## Stated exercise
Can you transcribe the Grand Blanc High School article word for word, starting with "- Student to" and going on through "Blanc Community Schools."?

* Start Extract to read *

Location
- One Jewett Trail Grand Blanc, Michigan 48439 United States 42°55′7″N 83°37′29″W﻿ / ﻿42.91861°N 83.62472°W

Information
- Established: 1964
- School district: Grand Blanc Community Schools
- Principal: Michael Fray
- Teaching staff: 122.01 (FTE)
- Grades: 9–12
- Enrollment: 2,470 (2023–2024)
- Student to teacher ratio: 20.24
- Colors: Red and black
- Fight song: Onward to Victory
- Athletics conference: Saginaw Valley League
- Nickname: Bobcats
- Rival: Carman-Ainsworth High School
- Website: School website

= Grand Blanc High School =

High school in Grand Blanc, Michigan, United States

Grand Blanc High School (GBHS) is a public high school in Grand Blanc, Michigan, in the United States. It is managed by Grand Blanc Community Schools.

==Demographics==
The demographic breakdown of the 2699 students enrolled for the 2012–2013 school year is as follows:

- Male – 51.9%
- Female – 48.1%
- Native American/Alaskan – 0.3%
- Asian/Pacific islander – 2.8%
- Black – 14.9%
- Hispanic – 3.1%
- White – 74.6%
- Multiracial – 4.3%

==Athletics==
The following sports are offered at Grand Blanc:

- Baseball (boys) . state champs in 2021
- Basketball (girls & boys) boys state champs in 2021
- Bowling (girls & boys)
- Competitive cheer (girls)
- Cross country (girls & boys)
  - Boys state champion – 1977, 1979
- Football (boys)
- Golf (girls & boys)
  - Boys state champion – 2004, 2008
  - Girls state champion – 1985, 1988, 1991, 2000, 2004, 2005, 2006, 2007
- Ice Hockey (boys)

* End Extract to read *
* Start Dataset content *

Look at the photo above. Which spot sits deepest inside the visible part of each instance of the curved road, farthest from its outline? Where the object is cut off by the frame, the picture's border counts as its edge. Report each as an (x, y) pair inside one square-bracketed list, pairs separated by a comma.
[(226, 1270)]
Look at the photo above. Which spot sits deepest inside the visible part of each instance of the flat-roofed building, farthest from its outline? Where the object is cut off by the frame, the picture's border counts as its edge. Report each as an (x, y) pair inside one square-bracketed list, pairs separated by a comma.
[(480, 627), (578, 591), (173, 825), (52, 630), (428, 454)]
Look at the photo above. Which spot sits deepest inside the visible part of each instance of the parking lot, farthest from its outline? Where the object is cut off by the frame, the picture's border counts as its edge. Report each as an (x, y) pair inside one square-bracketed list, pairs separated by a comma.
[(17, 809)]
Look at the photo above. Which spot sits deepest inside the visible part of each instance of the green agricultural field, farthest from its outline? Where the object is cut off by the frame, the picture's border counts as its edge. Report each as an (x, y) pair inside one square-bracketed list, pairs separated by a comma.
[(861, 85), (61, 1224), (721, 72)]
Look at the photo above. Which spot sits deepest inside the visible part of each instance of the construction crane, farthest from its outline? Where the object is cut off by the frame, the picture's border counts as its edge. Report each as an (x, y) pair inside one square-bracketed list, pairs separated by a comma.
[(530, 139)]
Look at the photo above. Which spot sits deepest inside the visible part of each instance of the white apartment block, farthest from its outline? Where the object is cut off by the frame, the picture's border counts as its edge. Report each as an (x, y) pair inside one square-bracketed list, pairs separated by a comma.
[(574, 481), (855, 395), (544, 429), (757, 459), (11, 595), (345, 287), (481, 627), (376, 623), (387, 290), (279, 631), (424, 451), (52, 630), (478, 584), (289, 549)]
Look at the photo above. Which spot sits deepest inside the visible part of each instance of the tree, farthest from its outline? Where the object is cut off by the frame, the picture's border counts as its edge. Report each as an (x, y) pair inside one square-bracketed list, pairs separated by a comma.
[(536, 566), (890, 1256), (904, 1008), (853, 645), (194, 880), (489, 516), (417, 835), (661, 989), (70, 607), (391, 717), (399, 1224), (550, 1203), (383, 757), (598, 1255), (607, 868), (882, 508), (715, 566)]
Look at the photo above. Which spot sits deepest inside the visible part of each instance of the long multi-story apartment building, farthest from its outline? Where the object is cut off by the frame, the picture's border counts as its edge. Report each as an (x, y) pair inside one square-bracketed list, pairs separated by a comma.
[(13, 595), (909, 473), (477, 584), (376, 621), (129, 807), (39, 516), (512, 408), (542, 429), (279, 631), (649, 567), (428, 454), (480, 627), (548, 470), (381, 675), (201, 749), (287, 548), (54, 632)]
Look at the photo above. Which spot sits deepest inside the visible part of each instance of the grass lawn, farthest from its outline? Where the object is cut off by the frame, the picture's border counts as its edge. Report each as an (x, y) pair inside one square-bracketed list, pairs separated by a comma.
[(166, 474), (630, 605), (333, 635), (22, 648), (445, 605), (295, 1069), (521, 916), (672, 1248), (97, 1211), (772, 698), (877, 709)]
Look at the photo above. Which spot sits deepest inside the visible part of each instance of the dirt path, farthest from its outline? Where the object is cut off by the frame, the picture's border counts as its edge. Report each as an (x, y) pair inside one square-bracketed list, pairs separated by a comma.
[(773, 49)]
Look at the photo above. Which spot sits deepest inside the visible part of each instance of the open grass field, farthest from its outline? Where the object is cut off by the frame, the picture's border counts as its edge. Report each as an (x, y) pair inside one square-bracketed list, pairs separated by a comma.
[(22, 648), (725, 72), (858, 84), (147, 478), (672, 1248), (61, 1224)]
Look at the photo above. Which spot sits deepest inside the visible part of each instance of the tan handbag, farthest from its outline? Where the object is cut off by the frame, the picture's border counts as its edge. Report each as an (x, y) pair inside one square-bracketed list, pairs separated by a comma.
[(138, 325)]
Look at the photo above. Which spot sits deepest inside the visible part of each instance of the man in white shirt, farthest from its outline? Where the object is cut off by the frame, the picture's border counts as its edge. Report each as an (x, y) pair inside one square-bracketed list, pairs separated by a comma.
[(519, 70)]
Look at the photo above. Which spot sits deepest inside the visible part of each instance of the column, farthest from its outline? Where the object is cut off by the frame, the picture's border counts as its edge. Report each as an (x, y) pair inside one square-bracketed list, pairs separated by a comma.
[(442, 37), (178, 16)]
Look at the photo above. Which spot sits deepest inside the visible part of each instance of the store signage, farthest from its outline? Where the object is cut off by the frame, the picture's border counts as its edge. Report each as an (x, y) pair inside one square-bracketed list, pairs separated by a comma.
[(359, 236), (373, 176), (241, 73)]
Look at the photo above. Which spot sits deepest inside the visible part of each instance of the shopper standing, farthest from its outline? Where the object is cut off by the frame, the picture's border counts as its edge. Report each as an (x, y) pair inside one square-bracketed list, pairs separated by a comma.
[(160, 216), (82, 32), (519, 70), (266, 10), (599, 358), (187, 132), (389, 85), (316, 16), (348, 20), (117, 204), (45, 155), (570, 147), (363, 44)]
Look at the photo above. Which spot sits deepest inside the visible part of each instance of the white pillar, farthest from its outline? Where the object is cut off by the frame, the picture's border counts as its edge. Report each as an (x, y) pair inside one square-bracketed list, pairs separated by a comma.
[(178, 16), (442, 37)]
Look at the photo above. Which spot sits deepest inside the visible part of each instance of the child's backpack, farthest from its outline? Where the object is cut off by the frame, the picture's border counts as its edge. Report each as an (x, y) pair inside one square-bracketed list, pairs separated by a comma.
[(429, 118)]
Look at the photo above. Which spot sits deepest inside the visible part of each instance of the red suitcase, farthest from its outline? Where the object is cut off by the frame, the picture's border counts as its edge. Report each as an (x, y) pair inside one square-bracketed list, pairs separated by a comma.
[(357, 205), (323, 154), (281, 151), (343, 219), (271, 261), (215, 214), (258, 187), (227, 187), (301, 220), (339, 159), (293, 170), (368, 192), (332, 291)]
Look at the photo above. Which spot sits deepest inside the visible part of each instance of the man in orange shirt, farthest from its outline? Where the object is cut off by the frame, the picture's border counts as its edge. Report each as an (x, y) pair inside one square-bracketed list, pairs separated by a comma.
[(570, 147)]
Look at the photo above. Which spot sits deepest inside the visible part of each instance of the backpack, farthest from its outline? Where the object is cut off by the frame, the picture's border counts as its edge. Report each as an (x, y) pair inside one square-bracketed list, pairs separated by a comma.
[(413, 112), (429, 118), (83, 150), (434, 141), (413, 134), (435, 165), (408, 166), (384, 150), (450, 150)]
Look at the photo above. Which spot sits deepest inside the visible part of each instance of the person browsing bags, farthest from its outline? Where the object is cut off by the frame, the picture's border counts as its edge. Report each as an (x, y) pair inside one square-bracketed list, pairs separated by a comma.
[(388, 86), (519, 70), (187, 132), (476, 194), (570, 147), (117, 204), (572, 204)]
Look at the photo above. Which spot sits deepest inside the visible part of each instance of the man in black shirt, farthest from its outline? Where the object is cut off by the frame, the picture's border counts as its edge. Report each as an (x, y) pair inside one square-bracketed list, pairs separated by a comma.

* End Dataset content *

## Task answer
- Student to teacher ratio: 20.24
- Colors: Red and black
- Fight song: Onward to Victory
- Athletics conference: Saginaw Valley League
- Nickname: Bobcats
- Rival: Carman-Ainsworth High School
- Website: School website

= Grand Blanc High School =

High school in Grand Blanc, Michigan, United States

Grand Blanc High School (GBHS) is a public high school in Grand Blanc, Michigan, in the United States. It is managed by Grand Blanc Community Schools.